Gather every line in the entries below that contains the word "wheel" and copy each one unchanged.

Provided records =>
-- Begin --

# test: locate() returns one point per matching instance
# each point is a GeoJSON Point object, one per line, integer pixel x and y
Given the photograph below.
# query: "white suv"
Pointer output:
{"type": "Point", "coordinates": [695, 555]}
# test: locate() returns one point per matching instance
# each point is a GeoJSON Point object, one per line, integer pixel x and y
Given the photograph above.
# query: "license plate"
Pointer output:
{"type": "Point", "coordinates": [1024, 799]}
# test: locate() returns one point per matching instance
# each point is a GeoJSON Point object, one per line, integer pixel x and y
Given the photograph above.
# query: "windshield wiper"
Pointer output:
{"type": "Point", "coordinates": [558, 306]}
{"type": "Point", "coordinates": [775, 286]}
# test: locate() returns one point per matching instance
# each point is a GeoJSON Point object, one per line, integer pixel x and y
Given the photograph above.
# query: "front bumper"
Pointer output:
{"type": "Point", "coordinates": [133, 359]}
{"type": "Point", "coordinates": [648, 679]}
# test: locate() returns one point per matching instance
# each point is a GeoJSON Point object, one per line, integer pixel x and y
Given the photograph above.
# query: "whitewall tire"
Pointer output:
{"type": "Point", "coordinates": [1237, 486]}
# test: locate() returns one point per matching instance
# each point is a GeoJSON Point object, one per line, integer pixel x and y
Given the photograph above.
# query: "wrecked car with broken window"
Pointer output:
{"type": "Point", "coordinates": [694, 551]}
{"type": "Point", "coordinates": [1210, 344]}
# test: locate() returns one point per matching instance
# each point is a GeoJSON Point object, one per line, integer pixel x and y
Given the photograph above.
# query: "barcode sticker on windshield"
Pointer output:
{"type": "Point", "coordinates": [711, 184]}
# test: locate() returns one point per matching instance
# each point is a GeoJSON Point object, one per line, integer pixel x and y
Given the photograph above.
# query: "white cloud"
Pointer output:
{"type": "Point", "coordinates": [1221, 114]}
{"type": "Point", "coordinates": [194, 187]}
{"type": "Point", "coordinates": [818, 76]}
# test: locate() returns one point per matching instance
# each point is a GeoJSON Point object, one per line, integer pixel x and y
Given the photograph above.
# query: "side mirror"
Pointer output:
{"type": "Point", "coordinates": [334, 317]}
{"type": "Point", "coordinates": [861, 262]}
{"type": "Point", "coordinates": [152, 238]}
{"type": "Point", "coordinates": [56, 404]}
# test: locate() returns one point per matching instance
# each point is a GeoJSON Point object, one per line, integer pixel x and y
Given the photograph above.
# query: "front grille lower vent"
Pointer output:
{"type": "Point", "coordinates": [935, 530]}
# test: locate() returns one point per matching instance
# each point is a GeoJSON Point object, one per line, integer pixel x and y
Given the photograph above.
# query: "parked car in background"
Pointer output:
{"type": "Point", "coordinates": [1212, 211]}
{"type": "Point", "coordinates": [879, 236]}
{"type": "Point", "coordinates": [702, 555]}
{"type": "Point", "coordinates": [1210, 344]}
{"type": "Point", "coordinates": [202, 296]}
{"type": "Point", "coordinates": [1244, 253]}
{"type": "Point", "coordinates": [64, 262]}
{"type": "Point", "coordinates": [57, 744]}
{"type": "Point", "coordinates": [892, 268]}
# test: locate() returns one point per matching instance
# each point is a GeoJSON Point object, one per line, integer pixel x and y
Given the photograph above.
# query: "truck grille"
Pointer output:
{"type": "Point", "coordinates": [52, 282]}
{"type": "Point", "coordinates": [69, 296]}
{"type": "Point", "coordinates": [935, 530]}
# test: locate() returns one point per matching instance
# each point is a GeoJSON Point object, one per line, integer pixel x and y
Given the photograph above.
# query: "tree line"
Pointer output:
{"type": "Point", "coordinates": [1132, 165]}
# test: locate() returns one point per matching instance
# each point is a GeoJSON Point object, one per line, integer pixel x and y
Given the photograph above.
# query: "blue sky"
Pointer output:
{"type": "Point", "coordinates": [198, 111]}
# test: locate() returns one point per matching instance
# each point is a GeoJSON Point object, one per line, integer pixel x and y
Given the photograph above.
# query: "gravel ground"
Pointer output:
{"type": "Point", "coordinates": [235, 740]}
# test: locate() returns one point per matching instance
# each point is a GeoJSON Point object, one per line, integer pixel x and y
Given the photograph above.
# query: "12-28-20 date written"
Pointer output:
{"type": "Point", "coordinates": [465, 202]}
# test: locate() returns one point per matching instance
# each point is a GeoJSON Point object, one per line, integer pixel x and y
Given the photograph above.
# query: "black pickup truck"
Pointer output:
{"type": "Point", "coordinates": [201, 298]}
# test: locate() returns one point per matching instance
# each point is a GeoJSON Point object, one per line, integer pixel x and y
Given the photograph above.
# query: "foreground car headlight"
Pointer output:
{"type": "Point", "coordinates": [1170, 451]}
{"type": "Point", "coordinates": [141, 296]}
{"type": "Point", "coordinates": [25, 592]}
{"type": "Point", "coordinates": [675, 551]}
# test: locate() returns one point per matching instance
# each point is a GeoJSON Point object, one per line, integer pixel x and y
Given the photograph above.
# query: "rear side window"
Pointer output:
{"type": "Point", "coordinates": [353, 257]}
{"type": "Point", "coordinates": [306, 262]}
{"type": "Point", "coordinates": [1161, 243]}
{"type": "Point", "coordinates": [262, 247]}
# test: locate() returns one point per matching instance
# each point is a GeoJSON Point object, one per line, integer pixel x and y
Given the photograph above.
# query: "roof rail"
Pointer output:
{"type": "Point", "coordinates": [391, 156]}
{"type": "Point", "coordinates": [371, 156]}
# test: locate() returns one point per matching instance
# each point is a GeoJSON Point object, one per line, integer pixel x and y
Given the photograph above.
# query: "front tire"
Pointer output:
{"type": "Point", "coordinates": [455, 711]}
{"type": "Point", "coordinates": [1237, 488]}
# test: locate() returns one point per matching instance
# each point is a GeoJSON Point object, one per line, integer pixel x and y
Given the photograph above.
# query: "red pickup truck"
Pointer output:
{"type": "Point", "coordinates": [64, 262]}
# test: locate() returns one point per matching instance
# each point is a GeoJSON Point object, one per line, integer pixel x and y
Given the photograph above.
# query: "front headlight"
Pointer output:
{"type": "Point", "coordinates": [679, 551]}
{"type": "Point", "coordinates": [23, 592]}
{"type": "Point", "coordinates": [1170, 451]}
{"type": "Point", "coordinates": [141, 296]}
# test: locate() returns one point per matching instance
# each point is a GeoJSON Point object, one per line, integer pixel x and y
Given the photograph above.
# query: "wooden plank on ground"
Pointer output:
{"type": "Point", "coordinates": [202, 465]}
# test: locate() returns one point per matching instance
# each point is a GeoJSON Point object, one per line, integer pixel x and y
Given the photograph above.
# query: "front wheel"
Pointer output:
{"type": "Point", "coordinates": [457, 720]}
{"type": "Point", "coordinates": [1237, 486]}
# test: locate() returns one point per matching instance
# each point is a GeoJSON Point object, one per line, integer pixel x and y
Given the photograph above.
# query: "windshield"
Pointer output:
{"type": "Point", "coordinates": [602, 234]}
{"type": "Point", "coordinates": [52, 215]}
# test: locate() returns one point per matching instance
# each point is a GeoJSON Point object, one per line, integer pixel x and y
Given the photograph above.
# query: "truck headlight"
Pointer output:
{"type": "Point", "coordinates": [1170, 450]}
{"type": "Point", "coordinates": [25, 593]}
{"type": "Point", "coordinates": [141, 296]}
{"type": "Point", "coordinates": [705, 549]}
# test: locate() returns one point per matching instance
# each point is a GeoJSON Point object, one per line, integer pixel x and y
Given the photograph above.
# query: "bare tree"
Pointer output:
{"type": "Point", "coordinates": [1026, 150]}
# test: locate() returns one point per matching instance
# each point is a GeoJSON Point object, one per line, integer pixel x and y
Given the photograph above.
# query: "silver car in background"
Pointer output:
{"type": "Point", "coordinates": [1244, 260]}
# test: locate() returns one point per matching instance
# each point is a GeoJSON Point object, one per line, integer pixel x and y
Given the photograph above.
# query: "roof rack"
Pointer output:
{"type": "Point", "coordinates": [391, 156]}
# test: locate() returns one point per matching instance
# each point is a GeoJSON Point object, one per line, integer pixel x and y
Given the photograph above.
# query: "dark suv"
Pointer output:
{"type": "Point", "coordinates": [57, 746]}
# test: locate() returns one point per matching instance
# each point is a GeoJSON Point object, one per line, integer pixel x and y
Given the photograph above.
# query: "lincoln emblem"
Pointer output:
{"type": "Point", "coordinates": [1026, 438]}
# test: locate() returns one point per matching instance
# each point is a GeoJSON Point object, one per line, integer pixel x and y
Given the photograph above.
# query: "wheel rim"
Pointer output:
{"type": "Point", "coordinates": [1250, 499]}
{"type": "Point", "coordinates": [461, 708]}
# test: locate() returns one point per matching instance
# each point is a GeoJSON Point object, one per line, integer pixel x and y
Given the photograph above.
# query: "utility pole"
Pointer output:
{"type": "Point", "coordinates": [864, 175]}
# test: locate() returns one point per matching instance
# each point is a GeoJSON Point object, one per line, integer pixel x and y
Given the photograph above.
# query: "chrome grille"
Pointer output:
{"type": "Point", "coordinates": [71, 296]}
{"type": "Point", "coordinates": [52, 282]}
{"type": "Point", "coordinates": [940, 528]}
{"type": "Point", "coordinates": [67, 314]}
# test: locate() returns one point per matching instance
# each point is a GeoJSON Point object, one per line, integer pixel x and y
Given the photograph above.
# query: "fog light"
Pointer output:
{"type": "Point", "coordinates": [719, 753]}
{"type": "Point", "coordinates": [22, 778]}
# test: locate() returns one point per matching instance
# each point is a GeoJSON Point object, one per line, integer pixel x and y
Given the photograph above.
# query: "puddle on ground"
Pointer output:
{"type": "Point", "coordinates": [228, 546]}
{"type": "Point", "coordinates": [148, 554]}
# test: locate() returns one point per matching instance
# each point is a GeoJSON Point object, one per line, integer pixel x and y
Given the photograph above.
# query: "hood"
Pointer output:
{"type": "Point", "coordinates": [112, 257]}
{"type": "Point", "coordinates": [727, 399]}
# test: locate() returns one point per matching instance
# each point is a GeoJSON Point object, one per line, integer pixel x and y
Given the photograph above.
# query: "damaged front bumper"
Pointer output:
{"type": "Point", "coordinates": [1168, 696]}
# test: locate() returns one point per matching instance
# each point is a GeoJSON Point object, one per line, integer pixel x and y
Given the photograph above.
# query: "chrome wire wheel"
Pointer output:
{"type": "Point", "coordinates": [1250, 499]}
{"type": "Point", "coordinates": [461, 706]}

-- End --

Written response =>
# query: "front wheel"
# query: "wheel rim"
# query: "chrome wire wheel"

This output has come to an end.